→ WHAT THE TASK REQUIRES
Please reproduce the data below exactly, from the first line through the line containing "box: [205, 125, 225, 151]", and leave every later line out.

→ GIVEN DATA
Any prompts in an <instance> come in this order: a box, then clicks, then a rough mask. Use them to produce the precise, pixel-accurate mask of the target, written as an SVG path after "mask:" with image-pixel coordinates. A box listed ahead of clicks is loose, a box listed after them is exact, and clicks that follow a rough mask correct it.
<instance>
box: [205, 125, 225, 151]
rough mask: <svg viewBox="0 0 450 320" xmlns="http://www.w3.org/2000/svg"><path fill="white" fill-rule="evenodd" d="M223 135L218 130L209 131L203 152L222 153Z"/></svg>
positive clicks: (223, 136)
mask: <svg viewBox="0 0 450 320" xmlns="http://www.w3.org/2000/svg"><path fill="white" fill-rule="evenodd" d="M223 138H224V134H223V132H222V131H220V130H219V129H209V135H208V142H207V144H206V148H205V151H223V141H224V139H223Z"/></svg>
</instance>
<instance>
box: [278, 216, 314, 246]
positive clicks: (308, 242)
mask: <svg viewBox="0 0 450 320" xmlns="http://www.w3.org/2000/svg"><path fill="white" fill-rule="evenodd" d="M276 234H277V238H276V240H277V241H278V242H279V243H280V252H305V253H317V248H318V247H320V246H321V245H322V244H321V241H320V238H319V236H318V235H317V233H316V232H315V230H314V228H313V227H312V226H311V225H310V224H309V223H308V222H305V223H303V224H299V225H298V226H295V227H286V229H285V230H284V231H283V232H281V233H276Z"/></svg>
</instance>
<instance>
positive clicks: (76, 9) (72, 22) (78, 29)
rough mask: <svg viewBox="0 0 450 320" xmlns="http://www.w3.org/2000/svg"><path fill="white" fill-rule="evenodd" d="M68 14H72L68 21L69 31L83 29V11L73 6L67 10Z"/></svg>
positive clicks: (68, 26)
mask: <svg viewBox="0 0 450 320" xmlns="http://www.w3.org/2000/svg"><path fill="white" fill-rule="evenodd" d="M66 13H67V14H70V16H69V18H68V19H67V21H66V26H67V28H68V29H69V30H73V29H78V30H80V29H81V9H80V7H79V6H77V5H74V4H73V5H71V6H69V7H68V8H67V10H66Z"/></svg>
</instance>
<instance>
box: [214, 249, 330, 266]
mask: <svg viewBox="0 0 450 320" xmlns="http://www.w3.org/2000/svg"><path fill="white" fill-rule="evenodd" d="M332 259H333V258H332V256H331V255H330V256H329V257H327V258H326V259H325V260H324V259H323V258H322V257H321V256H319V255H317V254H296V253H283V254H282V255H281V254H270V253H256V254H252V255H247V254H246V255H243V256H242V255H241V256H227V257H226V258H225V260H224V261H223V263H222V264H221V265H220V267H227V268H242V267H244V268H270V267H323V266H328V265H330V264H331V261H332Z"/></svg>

→ EXERCISE SOLUTION
Any prompts in an <instance> come in this order: a box, then clicks, then a rough mask. Use them to produce the precise, pixel-accurate mask of the target, written as an SVG path after "mask:" with image-pixel coordinates. A box listed ahead of clicks is loose, a box listed after them is exact, and clicks that follow a rough mask correct it.
<instance>
box: [205, 125, 225, 151]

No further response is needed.